──────── Given records ────────

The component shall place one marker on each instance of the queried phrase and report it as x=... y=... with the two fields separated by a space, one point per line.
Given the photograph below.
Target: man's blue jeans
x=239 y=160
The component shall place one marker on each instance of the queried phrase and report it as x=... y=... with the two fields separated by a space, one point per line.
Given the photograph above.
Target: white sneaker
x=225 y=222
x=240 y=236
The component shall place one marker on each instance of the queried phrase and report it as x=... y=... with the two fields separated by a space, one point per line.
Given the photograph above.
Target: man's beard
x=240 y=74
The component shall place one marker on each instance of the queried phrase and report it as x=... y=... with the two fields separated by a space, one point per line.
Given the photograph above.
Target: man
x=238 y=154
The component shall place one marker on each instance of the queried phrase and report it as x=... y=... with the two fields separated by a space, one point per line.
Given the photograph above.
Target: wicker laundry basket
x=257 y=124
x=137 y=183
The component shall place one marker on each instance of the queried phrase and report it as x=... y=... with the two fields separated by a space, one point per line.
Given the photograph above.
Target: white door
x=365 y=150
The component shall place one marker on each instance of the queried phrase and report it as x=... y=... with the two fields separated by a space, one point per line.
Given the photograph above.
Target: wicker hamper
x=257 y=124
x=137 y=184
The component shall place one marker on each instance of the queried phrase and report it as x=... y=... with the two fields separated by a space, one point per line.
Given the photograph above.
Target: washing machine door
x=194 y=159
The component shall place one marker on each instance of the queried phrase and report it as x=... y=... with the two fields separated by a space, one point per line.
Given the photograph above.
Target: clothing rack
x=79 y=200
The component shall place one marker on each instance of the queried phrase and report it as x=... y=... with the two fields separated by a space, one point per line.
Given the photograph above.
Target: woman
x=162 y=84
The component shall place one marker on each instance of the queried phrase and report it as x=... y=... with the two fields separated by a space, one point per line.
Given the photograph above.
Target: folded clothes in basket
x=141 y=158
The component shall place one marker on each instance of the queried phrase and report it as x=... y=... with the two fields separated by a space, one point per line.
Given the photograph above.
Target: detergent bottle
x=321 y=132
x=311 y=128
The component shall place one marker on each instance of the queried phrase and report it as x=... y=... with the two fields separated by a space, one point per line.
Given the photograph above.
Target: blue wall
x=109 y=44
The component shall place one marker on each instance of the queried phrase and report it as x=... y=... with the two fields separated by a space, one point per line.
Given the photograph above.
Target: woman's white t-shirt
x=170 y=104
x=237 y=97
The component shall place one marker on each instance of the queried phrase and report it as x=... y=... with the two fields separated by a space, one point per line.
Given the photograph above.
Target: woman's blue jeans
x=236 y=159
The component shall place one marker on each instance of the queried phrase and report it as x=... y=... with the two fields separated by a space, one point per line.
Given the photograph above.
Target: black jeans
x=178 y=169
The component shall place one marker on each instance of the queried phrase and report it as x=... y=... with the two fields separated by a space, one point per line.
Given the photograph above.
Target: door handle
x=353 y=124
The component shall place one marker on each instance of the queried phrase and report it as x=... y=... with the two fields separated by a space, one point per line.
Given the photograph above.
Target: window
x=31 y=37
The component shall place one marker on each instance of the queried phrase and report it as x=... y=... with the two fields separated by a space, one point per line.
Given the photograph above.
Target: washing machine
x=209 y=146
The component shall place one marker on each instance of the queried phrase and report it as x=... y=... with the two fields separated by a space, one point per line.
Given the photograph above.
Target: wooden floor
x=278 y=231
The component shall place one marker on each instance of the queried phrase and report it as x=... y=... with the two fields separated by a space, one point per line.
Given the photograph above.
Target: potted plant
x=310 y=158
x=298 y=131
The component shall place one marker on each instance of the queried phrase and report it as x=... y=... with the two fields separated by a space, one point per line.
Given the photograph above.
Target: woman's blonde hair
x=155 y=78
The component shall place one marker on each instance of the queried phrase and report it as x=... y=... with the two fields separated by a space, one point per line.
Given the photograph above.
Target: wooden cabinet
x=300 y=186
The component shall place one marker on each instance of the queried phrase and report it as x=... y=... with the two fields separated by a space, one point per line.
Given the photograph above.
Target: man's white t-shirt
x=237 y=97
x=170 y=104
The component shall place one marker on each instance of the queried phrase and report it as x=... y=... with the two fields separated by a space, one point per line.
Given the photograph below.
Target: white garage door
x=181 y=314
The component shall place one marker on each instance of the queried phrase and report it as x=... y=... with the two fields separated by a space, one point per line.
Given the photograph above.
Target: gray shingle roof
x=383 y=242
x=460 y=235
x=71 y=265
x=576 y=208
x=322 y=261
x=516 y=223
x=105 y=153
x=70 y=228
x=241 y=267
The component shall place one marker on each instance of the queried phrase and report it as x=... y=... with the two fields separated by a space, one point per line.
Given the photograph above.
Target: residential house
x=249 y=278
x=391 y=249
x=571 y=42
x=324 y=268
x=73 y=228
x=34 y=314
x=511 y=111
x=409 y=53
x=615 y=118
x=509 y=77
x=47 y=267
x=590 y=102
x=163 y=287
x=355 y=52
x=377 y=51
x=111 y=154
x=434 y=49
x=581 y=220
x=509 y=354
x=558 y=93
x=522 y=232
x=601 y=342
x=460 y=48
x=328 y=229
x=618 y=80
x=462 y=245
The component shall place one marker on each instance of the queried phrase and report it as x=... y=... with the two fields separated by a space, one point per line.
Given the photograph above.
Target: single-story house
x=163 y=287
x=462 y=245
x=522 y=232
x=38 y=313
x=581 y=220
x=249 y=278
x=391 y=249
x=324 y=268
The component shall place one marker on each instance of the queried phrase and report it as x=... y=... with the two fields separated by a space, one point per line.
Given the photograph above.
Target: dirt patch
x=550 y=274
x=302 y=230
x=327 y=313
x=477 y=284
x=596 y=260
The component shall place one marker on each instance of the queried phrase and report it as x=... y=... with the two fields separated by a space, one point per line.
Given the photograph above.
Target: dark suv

────────

■ Do this ■
Your task is to give the records above again, exactly.

■ Worked solution ■
The component shall place one marker on each instance of the queried phrase and report it as x=... y=... with the two fields separated by a space, one point per line.
Given the photograph below.
Target: man's blue jeans
x=239 y=160
The component shall place one marker on each instance of the queried phrase and report it as x=... y=... with the two fields separated by a space, one point per line.
Given the photograph above.
Target: white sneaker
x=225 y=222
x=240 y=236
The component shall place one marker on each instance of the queried phrase and report it as x=... y=... with the two fields separated by a space, one point per line.
Given the photograph above.
Target: man's beard
x=240 y=74
The component shall place one marker on each instance of the queried phrase and report it as x=... y=... with the two fields separated by a space, one point per line.
Given the photograph above.
Target: man
x=238 y=154
The component shall place one marker on each instance of the queried phrase and report it as x=... y=... with the two fields separated by a space, one point per line.
Given the photograph above.
Target: wicker laundry basket
x=257 y=124
x=137 y=183
The component shall place one marker on each instance of the queried phrase and report it as x=... y=... with the two fields separated by a space, one point per line.
Given the photograph above.
Target: white door
x=365 y=150
The component shall place one marker on each instance of the queried phrase and report it as x=... y=... with the two fields separated by a space, one point per line.
Given the photograph above.
Target: wicker hamper
x=257 y=124
x=137 y=184
The component shall place one marker on each instance of the queried phrase and report it as x=... y=... with the two fields separated by a space, one point per line.
Given the photograph above.
Target: washing machine door
x=194 y=159
The component shall place one marker on each instance of the queried phrase and report it as x=... y=... with the two fields separated by a space, one point per line.
Given the photograph above.
Target: clothing rack
x=79 y=200
The component shall place one marker on each instance of the queried phrase and report it as x=... y=... with the two fields separated by a space, one point per line.
Given the photograph above.
Target: woman
x=162 y=84
The component shall place one marker on each instance of the queried phrase and report it as x=... y=... with the two fields separated by a space, one point per line.
Given the photograph above.
Target: folded clothes in basket
x=141 y=158
The component shall place one marker on each instance of the queried phrase and report it as x=... y=... with the two fields separated by a space, one point per line.
Given the photograph above.
Target: detergent bottle
x=321 y=132
x=311 y=128
The component shall place one marker on each instance of the queried phrase and report it as x=... y=... with the two fields separated by a space, one point per line.
Given the photograph above.
Target: blue wall
x=109 y=44
The component shall place one marker on each instance of the queried phrase and report it as x=... y=... with the two fields separated by a space, one point per line.
Given the photograph above.
Target: woman's white t-shirt
x=170 y=104
x=237 y=97
The component shall place one marker on each instance of the queried phrase and report it as x=... y=... with the two fields separated by a space, one point per line.
Given the photograph above.
Target: woman's blue jeans
x=236 y=159
The component shall place one marker on each instance of the queried phrase and report it as x=... y=... with the two fields separated by a space, one point per line.
Given the photograph above.
Target: black jeans
x=178 y=169
The component shall place one marker on each instance of the queried phrase and report it as x=... y=... with the two fields separated by a space, one point per line.
Given the photograph above.
Target: door handle
x=353 y=124
The component shall place one marker on each instance of the queried phrase and report it as x=... y=... with the two fields separated by a space, one point per line.
Given the photograph above.
Target: window
x=31 y=37
The component shall place one marker on each instance of the queried phrase and report it as x=... y=... with the two fields separated by a space, one point per line.
Given the photograph above.
Target: washing machine
x=209 y=146
The component shall place one marker on each instance of the queried phrase and report it as x=... y=... with the two fields separated by a space, one point per line.
Given the photograph above.
Target: wooden floor
x=278 y=231
The component shall place one marker on each instance of the queried phrase and report it as x=... y=... with the two fields separated by a space, one point per line.
Given the photograph above.
Target: potted plant
x=310 y=158
x=298 y=131
The component shall place one marker on each instance of the queried phrase and report it as x=... y=... with the two fields separated by a space, one point per line.
Given the photograph above.
Target: woman's blonde hair
x=155 y=78
The component shall place one marker on each instance of the queried phrase and report it as x=... y=... with the two fields separated by a space, one point per line.
Given the photograph above.
Target: wooden cabinet
x=300 y=186
The component shall place one marker on each instance of the queried phrase and report it as x=... y=... with the two fields separated by a space, one point per line.
Given the photograph above.
Target: man's white t-shirt
x=237 y=97
x=170 y=104
The component shall place one marker on each instance of the queried phrase and report it as x=... y=... with the two fields separated by a space, one point per line.
Given the photograph below.
Target: white garage door
x=181 y=314
The component shall place one marker on each instance of the queried phrase and report it as x=... y=... with the two fields separated by a space, one point per line.
Given the photograph above.
Target: gray shingle roof
x=383 y=242
x=460 y=235
x=71 y=265
x=576 y=208
x=322 y=261
x=516 y=223
x=105 y=153
x=70 y=228
x=241 y=267
The component shall place one marker on each instance of the queried phrase and report it as x=... y=... with the two fields separated by a space, one point per line.
Given the photograph above.
Target: residential house
x=249 y=278
x=391 y=249
x=571 y=42
x=324 y=268
x=73 y=228
x=34 y=314
x=511 y=111
x=409 y=53
x=615 y=118
x=509 y=77
x=47 y=267
x=590 y=102
x=163 y=287
x=355 y=52
x=377 y=51
x=111 y=154
x=434 y=49
x=581 y=220
x=509 y=354
x=558 y=93
x=522 y=232
x=601 y=342
x=460 y=48
x=328 y=229
x=618 y=80
x=462 y=245
The component shall place one marker on each instance of the queried phrase and report it as x=... y=... with the two fields separated by a space, one point per line.
Given the photograph above.
Target: single-story house
x=163 y=287
x=462 y=245
x=522 y=232
x=38 y=313
x=581 y=220
x=249 y=278
x=391 y=249
x=324 y=268
The component shall place one marker on each instance of the queried phrase and report it as x=... y=... with the two fields separated by a space, one point per line.
Given the photograph above.
Target: dirt patch
x=550 y=274
x=302 y=230
x=327 y=313
x=477 y=284
x=596 y=260
The component shall place one marker on each instance of the queried phrase and report it as x=... y=... with the two fields separated by a space, one point per line.
Given the photograph above.
Target: dark suv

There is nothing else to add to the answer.